From the line with "Keypoint placement: for each instance of the red buoy, put" to the last line of the material, both inclusive, transcribe every line exactly and nothing else.

*** Begin section ***

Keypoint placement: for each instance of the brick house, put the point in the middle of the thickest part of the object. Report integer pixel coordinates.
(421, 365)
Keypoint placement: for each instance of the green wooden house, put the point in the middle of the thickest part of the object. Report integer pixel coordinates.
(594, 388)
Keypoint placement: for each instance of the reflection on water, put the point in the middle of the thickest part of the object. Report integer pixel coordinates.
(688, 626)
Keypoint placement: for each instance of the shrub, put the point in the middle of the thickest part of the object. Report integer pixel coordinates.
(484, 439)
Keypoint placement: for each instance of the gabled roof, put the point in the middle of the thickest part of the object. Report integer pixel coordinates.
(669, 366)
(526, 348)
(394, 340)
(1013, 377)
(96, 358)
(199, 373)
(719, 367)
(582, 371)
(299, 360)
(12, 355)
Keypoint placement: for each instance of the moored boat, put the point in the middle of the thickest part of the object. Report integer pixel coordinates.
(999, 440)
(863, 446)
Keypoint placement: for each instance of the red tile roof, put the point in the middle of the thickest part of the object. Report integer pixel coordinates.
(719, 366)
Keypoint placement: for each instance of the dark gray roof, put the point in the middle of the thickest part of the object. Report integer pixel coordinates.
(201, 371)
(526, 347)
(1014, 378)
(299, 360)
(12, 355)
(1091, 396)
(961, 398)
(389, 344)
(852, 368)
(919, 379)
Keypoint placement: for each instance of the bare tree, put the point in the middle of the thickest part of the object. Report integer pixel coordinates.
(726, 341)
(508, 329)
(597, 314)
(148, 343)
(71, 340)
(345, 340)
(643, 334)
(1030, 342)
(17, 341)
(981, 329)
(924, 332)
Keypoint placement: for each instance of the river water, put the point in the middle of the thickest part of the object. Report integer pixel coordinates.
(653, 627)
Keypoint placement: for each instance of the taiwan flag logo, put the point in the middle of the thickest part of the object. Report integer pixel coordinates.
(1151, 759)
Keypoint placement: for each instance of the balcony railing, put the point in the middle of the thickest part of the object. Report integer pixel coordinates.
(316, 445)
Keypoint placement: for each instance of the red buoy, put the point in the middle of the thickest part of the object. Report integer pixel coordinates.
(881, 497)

*** End section ***

* _ANSWER SPACE_:
Keypoint placement: for each instance of the red buoy, put the point in the middle of the thickest part of the object. Report integer pixel coordinates.
(881, 497)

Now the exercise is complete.